==== Provided records

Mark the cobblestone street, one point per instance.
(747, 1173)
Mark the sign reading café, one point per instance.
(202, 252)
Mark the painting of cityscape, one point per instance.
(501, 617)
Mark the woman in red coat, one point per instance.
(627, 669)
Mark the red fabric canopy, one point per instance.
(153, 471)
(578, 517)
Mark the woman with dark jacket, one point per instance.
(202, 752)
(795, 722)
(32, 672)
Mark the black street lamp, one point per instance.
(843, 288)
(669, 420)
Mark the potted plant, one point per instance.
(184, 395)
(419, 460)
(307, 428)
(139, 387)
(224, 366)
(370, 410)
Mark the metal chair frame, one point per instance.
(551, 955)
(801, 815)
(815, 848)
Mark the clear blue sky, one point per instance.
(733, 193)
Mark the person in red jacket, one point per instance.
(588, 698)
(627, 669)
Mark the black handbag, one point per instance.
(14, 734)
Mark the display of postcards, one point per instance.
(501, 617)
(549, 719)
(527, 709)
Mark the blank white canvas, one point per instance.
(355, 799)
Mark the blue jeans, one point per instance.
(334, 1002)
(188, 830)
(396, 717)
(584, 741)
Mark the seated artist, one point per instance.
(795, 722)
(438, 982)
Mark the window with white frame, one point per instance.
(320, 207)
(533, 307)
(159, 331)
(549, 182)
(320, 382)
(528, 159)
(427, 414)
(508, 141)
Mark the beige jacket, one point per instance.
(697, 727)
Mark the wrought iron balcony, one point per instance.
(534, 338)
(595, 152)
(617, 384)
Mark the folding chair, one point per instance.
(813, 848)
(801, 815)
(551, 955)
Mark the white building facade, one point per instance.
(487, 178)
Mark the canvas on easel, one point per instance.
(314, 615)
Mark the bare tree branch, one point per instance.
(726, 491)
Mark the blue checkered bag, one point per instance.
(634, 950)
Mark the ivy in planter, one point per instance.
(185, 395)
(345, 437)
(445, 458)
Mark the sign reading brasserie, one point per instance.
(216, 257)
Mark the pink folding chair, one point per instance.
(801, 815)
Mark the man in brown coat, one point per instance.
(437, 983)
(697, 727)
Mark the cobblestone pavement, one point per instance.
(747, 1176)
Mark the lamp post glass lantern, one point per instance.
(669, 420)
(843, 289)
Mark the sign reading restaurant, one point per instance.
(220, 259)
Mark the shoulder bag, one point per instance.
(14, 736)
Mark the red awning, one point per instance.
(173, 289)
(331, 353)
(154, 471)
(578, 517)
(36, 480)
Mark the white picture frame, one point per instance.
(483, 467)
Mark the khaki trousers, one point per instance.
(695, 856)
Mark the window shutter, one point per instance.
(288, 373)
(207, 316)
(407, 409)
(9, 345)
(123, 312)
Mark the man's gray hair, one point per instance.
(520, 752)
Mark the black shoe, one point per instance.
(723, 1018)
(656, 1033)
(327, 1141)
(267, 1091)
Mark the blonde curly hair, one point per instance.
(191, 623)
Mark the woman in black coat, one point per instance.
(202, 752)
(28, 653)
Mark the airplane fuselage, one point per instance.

========
==== Provided records

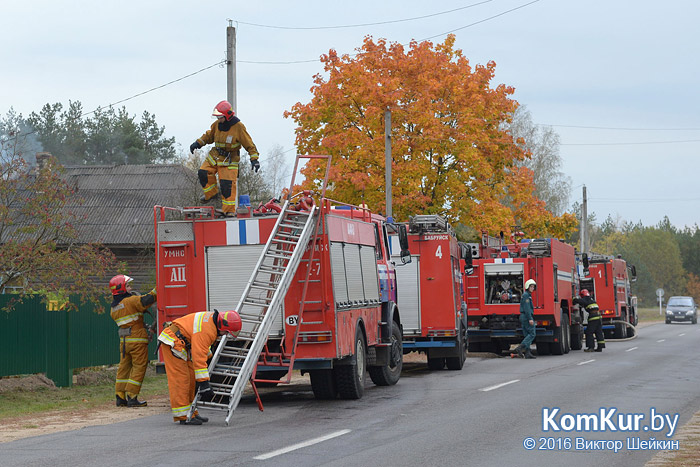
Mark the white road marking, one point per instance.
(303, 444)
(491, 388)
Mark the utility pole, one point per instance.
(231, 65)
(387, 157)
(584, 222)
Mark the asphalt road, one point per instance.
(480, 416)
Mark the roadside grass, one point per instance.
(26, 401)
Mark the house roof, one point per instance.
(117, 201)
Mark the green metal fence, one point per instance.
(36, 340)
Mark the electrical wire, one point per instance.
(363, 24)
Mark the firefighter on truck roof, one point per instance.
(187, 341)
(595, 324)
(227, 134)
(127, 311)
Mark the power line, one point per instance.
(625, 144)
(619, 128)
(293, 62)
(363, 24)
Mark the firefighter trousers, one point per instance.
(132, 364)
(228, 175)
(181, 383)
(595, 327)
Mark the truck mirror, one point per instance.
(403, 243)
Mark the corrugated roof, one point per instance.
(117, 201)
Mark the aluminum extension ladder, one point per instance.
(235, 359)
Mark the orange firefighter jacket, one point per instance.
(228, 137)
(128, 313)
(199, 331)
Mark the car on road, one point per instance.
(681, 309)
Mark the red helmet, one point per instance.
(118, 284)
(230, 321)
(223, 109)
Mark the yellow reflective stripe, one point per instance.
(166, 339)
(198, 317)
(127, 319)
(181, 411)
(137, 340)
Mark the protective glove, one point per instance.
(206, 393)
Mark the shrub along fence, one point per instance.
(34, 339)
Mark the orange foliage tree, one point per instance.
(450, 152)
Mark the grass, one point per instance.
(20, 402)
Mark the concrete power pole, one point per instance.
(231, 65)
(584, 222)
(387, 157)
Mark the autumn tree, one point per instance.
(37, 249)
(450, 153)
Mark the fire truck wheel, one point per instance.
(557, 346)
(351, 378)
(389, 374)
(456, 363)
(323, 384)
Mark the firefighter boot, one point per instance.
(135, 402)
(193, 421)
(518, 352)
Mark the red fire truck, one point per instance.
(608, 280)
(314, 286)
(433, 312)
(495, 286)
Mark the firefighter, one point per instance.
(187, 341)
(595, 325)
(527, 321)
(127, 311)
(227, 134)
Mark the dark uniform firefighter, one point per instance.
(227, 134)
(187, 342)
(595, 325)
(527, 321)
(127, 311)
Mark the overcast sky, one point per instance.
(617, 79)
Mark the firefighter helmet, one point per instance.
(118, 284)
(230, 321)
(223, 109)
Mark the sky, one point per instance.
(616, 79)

========

Copy the records above exactly, from the line containing "Mark the window shutter, one" through the line containing "(267, 1091)", both lines included.

Mark the window shutter, one point per instance.
(288, 373)
(207, 316)
(407, 409)
(9, 345)
(123, 312)
Mark the man's gray hair, one point per instance.
(520, 752)
Mark the black shoe, one point per instance.
(723, 1018)
(656, 1033)
(327, 1141)
(267, 1091)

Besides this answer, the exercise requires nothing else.